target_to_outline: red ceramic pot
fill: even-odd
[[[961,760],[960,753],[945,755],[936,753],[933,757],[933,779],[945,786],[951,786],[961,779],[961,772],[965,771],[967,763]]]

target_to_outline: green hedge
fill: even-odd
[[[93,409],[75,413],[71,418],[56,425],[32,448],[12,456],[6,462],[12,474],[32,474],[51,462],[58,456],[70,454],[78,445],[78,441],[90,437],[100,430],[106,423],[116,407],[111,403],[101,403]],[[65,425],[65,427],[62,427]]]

+ + + +

◆ PROBLEM DETAILS
Send back all the records above word for word.

◆ EXERCISE RESULT
target_to_outline: red ceramic pot
fill: even-odd
[[[961,760],[960,753],[945,755],[936,753],[933,757],[933,779],[945,786],[951,786],[961,779],[961,772],[965,771],[967,763]]]

target_to_outline: green hedge
fill: even-odd
[[[93,409],[75,413],[71,418],[56,425],[32,448],[12,456],[6,462],[12,474],[32,474],[51,462],[58,456],[70,454],[78,445],[78,441],[90,437],[100,430],[106,423],[116,407],[111,403],[101,403]],[[65,425],[65,427],[62,427]]]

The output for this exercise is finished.